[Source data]

>>

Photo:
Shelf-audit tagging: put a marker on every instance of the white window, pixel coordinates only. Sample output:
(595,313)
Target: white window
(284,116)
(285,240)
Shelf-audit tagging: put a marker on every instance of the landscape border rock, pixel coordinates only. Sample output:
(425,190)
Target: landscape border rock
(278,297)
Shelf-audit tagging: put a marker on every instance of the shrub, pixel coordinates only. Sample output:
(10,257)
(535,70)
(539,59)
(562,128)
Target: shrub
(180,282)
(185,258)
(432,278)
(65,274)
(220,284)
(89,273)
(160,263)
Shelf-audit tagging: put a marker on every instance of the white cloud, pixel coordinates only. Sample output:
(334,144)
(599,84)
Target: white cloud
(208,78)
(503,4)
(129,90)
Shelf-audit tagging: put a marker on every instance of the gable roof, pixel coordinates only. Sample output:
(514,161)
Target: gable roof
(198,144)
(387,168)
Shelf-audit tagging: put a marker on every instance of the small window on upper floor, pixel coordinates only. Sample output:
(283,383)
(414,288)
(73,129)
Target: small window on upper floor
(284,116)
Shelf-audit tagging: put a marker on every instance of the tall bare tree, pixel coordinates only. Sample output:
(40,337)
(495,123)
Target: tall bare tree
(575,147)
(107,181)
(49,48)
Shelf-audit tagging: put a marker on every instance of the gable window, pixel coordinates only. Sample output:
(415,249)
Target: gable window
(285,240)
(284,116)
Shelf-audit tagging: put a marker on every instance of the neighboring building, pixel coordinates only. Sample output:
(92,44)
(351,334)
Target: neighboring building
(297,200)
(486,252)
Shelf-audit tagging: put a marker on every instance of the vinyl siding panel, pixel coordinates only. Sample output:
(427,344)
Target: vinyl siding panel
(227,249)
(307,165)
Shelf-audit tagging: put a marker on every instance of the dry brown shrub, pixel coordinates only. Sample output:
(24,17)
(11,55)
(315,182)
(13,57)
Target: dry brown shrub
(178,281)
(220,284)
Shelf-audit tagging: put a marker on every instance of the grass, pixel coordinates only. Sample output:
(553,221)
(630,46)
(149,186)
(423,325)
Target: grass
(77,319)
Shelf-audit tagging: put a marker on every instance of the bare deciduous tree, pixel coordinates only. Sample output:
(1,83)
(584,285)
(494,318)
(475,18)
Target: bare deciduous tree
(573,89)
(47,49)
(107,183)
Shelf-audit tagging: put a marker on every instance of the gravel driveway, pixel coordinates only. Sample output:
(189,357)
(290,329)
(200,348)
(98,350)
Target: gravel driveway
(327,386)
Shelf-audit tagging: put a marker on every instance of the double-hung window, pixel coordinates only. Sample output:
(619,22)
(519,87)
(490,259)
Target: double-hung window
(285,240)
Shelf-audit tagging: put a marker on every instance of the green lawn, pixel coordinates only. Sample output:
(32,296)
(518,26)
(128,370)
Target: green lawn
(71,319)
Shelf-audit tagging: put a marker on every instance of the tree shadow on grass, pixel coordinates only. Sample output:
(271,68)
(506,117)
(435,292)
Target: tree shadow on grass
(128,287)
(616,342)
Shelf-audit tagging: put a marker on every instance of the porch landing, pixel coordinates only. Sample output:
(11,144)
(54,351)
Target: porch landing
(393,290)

<<

- Work task: Nothing but the lines from the one with "Target: vinyl siding panel" to the last line of the data should appear in the answer, each exactly as it stands.

- Your solution:
Target: vinyl siding panel
(227,249)
(307,165)
Shelf-audit tagging: put a marker on every instance of the dry brown shrub, pixel coordinates only. Sample output:
(24,17)
(11,55)
(315,182)
(13,57)
Target: dry brown shrub
(178,281)
(220,284)
Shelf-audit tagging: put a marker on every instance of the grass, pixel coordinates only. Sample output:
(553,221)
(630,46)
(149,186)
(423,325)
Target: grass
(77,319)
Shelf-audit tagging: put a marker on every instance of the bare deciduous tree, pixel coordinates only. Sample output:
(1,83)
(584,285)
(494,318)
(475,18)
Target: bare deciduous tree
(573,89)
(47,49)
(107,183)
Shelf-audit tagging: put a marker on every instance of the gravel driveway, pixel coordinates only. Sample output:
(189,357)
(290,329)
(200,348)
(98,350)
Target: gravel driveway
(327,386)
Shelf-audit tagging: put a marker on every instance of the double-hung window, pixel coordinates only. Sample output:
(619,22)
(519,87)
(490,259)
Target: double-hung window
(285,240)
Shelf-audit tagging: put a marker on every instance of the green lawn, pixel coordinates only. Sample output:
(32,296)
(518,26)
(128,370)
Target: green lawn
(71,319)
Shelf-audit tagging: put a marker on every instance of the tree shadow on grass, pixel coordinates only. Sample output:
(271,68)
(506,117)
(435,292)
Target: tree shadow on grass
(128,287)
(616,342)
Shelf-audit tagging: put a marker on every instance of the porch landing, pixel coordinates only. Sample output:
(11,144)
(54,351)
Target: porch landing
(393,290)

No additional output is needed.